**EXERCISE INSTRUCTIONS**
Check each line of the entries below for the word "Return", and copy out the ones that have it.

[Stored data]
BEGIN

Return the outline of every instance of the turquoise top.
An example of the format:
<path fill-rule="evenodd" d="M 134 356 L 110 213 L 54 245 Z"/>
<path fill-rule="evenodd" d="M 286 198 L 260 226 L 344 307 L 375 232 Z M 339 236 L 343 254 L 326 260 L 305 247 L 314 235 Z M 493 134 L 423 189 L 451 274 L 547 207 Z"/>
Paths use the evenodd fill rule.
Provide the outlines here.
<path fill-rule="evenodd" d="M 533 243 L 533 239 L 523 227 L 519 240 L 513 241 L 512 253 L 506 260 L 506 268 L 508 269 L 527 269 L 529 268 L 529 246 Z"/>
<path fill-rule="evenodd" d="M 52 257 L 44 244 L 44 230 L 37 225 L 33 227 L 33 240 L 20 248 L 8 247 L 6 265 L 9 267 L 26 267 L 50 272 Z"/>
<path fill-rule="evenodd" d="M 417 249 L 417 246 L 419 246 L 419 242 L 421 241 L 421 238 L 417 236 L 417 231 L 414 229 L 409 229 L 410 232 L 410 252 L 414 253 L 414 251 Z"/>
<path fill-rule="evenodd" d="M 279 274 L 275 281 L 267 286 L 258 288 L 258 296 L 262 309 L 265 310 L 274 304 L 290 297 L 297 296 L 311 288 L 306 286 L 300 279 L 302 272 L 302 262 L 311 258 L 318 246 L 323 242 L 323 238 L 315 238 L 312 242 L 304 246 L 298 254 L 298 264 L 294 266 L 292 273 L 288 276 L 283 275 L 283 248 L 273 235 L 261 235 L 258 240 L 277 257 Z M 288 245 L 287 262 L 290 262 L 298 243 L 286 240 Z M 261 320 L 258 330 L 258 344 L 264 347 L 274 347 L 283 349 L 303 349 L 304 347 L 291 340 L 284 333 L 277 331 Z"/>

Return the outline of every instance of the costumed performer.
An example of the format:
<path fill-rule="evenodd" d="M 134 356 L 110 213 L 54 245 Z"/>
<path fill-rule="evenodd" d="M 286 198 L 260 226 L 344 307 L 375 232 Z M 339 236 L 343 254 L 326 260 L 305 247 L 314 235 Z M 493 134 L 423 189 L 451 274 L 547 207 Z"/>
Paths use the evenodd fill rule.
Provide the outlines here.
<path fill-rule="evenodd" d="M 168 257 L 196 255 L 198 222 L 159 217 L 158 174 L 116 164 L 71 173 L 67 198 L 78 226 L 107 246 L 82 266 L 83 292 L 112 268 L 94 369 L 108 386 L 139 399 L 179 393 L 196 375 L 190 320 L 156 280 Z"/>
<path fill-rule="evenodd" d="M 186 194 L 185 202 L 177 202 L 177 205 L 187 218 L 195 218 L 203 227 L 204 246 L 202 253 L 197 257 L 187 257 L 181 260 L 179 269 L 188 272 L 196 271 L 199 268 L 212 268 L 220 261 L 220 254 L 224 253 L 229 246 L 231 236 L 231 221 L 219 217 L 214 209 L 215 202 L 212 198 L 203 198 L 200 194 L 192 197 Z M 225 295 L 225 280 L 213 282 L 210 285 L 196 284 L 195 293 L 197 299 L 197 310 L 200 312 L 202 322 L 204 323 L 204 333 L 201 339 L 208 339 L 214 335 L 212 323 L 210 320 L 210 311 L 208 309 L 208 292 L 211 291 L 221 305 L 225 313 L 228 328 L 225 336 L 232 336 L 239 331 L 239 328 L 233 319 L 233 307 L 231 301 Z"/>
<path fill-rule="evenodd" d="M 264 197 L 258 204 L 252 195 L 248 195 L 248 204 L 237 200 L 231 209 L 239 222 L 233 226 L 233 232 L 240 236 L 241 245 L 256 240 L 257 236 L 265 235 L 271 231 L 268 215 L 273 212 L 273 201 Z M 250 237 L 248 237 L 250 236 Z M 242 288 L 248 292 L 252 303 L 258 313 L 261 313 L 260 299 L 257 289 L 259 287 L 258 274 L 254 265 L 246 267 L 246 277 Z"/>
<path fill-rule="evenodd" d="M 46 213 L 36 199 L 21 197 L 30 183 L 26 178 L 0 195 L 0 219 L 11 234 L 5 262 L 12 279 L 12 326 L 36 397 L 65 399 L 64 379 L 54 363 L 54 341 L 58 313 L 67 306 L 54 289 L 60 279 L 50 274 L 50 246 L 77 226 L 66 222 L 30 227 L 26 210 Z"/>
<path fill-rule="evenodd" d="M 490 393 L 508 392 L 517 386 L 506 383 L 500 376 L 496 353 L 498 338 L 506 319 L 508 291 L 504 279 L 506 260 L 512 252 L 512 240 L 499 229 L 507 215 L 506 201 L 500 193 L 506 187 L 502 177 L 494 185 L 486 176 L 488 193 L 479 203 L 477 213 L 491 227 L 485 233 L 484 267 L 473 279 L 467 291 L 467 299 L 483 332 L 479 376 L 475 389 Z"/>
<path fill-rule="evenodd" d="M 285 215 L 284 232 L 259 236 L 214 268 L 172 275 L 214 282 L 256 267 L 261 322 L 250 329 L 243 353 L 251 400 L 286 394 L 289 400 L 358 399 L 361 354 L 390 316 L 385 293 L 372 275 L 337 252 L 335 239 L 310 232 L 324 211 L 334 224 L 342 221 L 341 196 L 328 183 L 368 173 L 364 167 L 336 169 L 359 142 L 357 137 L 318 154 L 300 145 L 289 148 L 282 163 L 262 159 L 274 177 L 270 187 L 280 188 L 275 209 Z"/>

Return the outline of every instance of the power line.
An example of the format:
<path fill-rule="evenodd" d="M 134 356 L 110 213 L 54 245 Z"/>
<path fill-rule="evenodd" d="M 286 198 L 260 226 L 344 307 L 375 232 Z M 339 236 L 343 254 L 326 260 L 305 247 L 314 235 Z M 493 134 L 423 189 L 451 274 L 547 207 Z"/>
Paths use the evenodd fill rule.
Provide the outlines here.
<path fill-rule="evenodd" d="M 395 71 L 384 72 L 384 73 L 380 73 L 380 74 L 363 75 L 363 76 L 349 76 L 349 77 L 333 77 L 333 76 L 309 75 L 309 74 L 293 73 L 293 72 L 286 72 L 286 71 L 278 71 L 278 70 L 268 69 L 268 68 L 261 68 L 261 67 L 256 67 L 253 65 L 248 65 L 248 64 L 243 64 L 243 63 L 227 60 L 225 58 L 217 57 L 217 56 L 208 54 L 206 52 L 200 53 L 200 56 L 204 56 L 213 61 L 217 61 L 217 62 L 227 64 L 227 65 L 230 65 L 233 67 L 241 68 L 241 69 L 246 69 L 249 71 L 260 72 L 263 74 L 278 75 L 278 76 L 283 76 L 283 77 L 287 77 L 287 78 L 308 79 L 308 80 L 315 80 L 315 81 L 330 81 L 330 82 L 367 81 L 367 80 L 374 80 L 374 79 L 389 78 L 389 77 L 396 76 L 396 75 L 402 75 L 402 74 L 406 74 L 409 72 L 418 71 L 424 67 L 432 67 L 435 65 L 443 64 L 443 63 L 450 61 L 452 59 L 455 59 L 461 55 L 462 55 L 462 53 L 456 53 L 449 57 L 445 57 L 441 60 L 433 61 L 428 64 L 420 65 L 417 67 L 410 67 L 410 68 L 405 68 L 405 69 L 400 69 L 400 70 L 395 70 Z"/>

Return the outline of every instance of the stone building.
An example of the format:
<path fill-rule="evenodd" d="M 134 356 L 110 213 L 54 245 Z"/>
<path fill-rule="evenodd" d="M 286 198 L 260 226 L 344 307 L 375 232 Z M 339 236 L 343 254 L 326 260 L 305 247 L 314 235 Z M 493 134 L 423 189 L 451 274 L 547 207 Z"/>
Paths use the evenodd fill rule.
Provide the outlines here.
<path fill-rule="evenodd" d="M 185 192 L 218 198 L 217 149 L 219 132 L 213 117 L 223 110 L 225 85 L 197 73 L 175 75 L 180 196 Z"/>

END

**SOLVED EXERCISE**
Return the outline of every instance of the turquoise top.
Return the outline of every instance of the costumed performer.
Return the outline of every instance of the power line.
Return the outline of every instance of the stone building.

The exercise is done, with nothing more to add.